### Required action A
List each fix that the forum post below on the slow 5100 AGN Wi-Fi connection says was tried on the network adapter itself.
### Required action B
According to the forum post below on the slow 5100 AGN Wi-Fi connection, which laptop model and operating system were involved?
### Required action C
Continue the forum thread below on the slow 5100 AGN Wi-Fi connection from where it stops.

### Passage for review
......
# 5100 AGN - Very slow connection max 1/5th of what it's supposed to be?



## Black Panther (Oct 9, 2013)

So a friend of mine gave me his laptop for 'general software maintenance' though the main problem was that his wifi was extremely slow, he said pictures don't even load and connections get timed out. Youtube is out if the question.

The laptop's an MSI GT640 running Win 7 x86.

Testing speedtest at his home using his own router and ISP barely gave me 2Mbps (he's paying for 15Mbps) though other pc's using same ISP and same router don't have this problem and reach 15Mbps easily.

Took laptop home...

Ran routine Malwarebytes, ccleaner and all the works.... lots of stuff removed... (7 trojans and 70+ other infections, 7 or more GB of useless/duplicate stuff removed from HDD etc.. etc.. )

But the slow connection persisted.

Connected to my own router and ISP, speed varies erratically between 1Mbps and 5Mbps keeping more on the lower side of that.
If I connected it directly not with wifi, I get the same good speed I get at home. Also if I use a USB wifi I get a fast speed (the one I'm paying for).

I've tried various things... removing the NIC from device manager and reinstalling it, updating the driver, meddling with various advanced settings one at a time... the last one I googled was a person who said that with the 5100 AGN installing Vista (x86) drivers solved this same problem... but I also tried that and am still stuck with 3Mbps 

I wish to return this machine with the problem solved.... Any ideas?
......
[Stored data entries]
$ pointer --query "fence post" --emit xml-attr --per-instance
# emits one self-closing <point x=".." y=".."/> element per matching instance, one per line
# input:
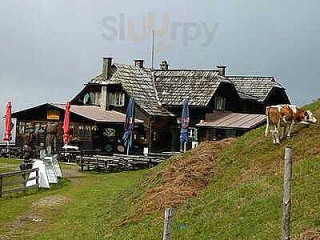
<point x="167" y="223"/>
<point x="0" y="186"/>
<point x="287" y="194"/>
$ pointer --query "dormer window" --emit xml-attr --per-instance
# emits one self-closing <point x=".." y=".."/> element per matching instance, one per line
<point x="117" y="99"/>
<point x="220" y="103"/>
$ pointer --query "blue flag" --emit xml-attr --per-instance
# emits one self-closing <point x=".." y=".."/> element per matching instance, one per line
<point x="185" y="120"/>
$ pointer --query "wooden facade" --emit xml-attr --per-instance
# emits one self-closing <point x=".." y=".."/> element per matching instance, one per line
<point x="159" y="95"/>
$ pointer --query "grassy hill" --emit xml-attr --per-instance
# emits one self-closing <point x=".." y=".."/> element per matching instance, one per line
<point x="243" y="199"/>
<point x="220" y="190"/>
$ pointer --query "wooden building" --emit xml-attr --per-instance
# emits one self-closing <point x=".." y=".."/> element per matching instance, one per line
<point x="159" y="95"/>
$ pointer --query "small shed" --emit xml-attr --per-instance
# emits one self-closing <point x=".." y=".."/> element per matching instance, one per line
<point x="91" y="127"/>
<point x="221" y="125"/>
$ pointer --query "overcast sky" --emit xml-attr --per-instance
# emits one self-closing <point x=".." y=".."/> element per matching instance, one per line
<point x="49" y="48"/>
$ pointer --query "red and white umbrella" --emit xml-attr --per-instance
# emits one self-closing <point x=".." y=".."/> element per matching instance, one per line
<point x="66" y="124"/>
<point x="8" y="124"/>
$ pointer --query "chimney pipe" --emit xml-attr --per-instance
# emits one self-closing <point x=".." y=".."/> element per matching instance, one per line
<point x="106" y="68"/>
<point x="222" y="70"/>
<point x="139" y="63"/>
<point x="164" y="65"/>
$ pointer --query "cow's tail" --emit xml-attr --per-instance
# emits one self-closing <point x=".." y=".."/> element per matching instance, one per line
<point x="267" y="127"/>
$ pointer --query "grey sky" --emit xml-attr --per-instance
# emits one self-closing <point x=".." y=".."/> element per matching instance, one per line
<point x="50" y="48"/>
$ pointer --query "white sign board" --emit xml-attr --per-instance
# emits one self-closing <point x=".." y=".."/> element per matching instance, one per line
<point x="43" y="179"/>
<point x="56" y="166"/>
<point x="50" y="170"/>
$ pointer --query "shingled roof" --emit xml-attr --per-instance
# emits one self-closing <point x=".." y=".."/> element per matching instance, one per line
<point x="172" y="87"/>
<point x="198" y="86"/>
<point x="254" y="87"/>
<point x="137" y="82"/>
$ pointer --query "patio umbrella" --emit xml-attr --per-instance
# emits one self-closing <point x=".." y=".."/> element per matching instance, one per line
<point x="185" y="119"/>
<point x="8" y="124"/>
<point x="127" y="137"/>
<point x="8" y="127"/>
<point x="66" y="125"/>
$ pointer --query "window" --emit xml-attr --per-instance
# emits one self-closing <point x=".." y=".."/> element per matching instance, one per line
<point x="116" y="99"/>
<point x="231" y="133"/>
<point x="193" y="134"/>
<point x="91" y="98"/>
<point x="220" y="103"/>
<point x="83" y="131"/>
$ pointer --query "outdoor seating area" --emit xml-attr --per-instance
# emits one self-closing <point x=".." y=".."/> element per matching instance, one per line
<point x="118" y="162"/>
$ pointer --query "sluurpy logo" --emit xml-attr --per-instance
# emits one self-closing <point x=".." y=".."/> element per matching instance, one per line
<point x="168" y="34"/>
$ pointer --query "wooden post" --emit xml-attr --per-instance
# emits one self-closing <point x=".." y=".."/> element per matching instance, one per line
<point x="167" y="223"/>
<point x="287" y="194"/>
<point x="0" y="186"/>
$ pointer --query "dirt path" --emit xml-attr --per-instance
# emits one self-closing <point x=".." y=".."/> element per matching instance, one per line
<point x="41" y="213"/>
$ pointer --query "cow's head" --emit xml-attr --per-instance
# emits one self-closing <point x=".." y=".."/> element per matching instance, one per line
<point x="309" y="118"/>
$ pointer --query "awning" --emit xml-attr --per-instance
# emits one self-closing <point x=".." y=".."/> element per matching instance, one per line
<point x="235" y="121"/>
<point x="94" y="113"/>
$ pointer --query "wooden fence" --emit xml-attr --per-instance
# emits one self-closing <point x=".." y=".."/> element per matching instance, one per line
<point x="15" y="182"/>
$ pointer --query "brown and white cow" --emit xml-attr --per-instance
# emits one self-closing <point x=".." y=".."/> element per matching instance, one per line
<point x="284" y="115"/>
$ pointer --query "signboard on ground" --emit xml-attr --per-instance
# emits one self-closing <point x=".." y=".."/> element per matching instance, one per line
......
### Result A
- Removing the NIC from Device Manager and reinstalling it
- Updating the driver
- Changing various advanced settings, one at a time
- Installing Vista (x86) drivers

### Result B
An MSI GT640 running Win 7 x86.

### Result C
----------



## zsolt_93 (Oct 9, 2013)

I had problems with an 5100AGN also, having speed issues and dropping the connection, it was all about it only supporting draft N at 150Mbps and the router being a full 300Mbps device. I worked flawlessly with a 150Mbps router, but the final thing I did was to change the mode of the 5100AGN to g only this way it works at somewhat reduced speed but at least its fully stable now.


----------



## Black Panther (Oct 9, 2013)

zsolt_93 said:


> but the final thing I did was to change the mode of the 5100AGN to g only this way it works at somewhat reduced speed but at least its fully stable now.



I just changed it to only G, but got 2.7Mbps so the problem's still there since I get that similar speed on all the other configurations


----------



## Aquinus (Oct 9, 2013)

Is it still slow if you plug it in with an ethernet cable?


----------



## Beertintedgoggles (Oct 9, 2013)

How close have you tried moving the laptop to your router?  It could be one of the internal antenna have wiggled lose from the wireless card inside (assuming it's like most laptops now with snap fit coax cables connected to the wireless card and routed up and around the bezel of the screen).  If it picks up speed or signal strength it could be a sign that's the culprit.


----------



## remixedcat (Oct 9, 2013)

Some say to try to turn the 802.11n mode off...


----------



## Black Panther (Oct 9, 2013)

Aquinus said:


> Is it still slow if you plug it in with an ethernet cable?



Nope. 

And it's fast also if I switch off the NIC and use a USB wifi adaptor (so I concluded it's not a router/ISP problem especially since it's exactly the same when I tested ethernet and USB wifi adaptor at my friend's home using his router and ISP)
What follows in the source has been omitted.